> [Stated problem]:
Write the data below as a JSON array of strings, one string per line, leaving out blank lines and the picture.
--- START OF Data lines ---
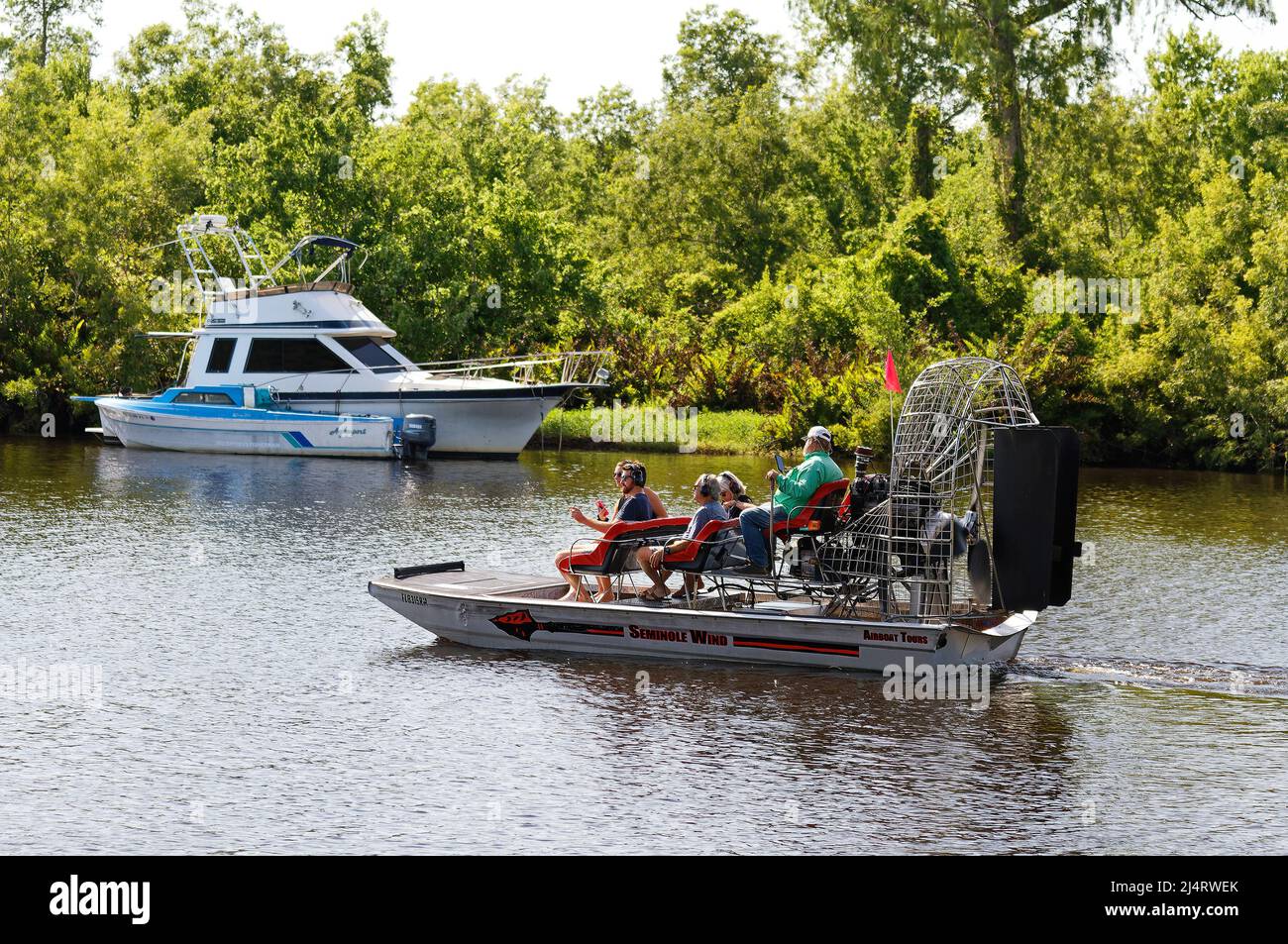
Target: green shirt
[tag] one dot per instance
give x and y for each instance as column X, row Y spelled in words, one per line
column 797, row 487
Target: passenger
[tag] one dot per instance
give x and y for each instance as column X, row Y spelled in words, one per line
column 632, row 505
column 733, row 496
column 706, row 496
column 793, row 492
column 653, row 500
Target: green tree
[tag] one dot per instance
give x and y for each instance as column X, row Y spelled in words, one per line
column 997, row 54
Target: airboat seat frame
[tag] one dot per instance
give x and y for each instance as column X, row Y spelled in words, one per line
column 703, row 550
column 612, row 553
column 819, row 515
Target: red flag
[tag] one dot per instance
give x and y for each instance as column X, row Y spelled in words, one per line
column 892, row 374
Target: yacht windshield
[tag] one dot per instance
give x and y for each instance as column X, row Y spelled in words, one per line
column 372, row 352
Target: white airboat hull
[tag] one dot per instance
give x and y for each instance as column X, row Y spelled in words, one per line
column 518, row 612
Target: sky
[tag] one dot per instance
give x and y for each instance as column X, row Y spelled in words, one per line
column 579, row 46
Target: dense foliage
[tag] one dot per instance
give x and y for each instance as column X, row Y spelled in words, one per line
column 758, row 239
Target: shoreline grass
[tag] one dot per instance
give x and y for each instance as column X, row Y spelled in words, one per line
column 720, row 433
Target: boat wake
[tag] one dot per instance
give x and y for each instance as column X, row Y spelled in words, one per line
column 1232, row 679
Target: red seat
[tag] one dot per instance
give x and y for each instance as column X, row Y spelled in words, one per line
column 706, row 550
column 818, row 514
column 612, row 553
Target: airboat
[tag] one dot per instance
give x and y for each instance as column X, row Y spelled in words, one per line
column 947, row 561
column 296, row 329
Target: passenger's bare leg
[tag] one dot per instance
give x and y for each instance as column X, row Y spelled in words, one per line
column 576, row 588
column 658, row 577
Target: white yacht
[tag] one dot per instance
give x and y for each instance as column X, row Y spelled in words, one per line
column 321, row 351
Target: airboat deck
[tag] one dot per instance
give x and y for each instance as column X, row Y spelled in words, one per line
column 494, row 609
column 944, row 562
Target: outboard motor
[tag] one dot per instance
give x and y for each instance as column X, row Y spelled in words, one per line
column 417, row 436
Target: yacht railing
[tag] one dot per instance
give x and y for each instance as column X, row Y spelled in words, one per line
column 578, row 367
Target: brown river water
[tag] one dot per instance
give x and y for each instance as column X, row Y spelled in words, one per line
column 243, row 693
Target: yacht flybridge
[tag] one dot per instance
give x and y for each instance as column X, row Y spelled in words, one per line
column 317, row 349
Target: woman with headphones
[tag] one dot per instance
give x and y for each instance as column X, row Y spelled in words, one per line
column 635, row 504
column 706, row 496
--- END OF Data lines ---
> [Response]:
[
  "Target: green shirt",
  "[tag] one dot per instance",
  "give x and y for each instance as column X, row Y spelled in words, one per line",
  "column 797, row 487",
  "Target: passenger",
  "[tag] one dot per instance",
  "give x and y for each instance as column X, row Y spelled in words, one per line",
  "column 632, row 505",
  "column 733, row 496",
  "column 706, row 496",
  "column 793, row 492",
  "column 653, row 500",
  "Target: green tree",
  "[tag] one dot per instance",
  "give x and y for each instance as column X, row Y spelled in words, one per line",
  "column 997, row 54",
  "Target: airboat seat frame",
  "[tag] one dot per instance",
  "give x and y for each instance as column X, row Y spelled in words, one per line",
  "column 703, row 550",
  "column 612, row 553",
  "column 819, row 515",
  "Target: red flag",
  "[tag] one dot per instance",
  "give x and y for each instance as column X, row Y spelled in words, one per line",
  "column 892, row 374",
  "Target: yacht windshield",
  "[tag] one dot per instance",
  "give x and y for each instance as column X, row Y spelled in words, one per line",
  "column 372, row 352",
  "Target: white airboat hull",
  "[tag] one dot per instance",
  "give x and y for each instance as column X, row Y spelled in words, one per line",
  "column 518, row 612",
  "Target: sky",
  "[tag] one dot per instance",
  "give x and y for each instance as column X, row Y spelled in words, one per line",
  "column 579, row 46",
  "Target: dense foliage",
  "[tag] one dot per instance",
  "give x and y for each instance as column X, row Y spelled in words, one per line",
  "column 758, row 239",
  "Target: shoreline grass",
  "[tag] one dot per instance",
  "give x and y for each instance as column X, row Y spelled in words, one per line",
  "column 720, row 433",
  "Target: boat wake",
  "[tag] one dot per instance",
  "give x and y for each instance as column X, row Y spelled in words, one per line",
  "column 1232, row 679",
  "Target: red seat",
  "[tag] one dot per instance",
  "give x and y for each instance as column X, row Y spelled in words, one per line",
  "column 706, row 550",
  "column 818, row 514",
  "column 612, row 553",
  "Target: airboat",
  "[tag] one dot per instance",
  "give x and y for each instance as column X, row Y spelled in words, one per line",
  "column 947, row 561",
  "column 296, row 329",
  "Target: passenger's bare leg",
  "[tag] one dot per instance",
  "give x and y for each instance as column X, row Y spelled in words, one per line",
  "column 576, row 588",
  "column 658, row 577",
  "Target: white yacht",
  "[tag] one dot per instance",
  "give x and y for each instance as column X, row Y spelled in words, one per line",
  "column 321, row 351",
  "Target: airboat deck",
  "[tag] one dot per instance",
  "give x and y for each instance as column X, row Y spelled in words, one per line",
  "column 494, row 609",
  "column 944, row 562",
  "Target: outboard motor",
  "[tag] one dot per instance",
  "give x and y for each instance as column X, row Y spelled in words, one per line",
  "column 417, row 436",
  "Target: yacht railing",
  "[tag] one dot per instance",
  "give x and y for each instance as column X, row Y spelled in words, one per line",
  "column 578, row 367",
  "Target: brown river water",
  "[tag] one dot per instance",
  "give x and y for each instance as column X, row Y spelled in words, one per line",
  "column 243, row 693",
  "Target: yacht flybridge",
  "[tag] one dot per instance",
  "give x and y for each instance as column X, row Y spelled in words, one per line",
  "column 317, row 349",
  "Target: woman with headphones",
  "[tag] one dot per instance",
  "give x and y for each instance as column X, row Y spelled in words, one per line",
  "column 635, row 504",
  "column 706, row 496"
]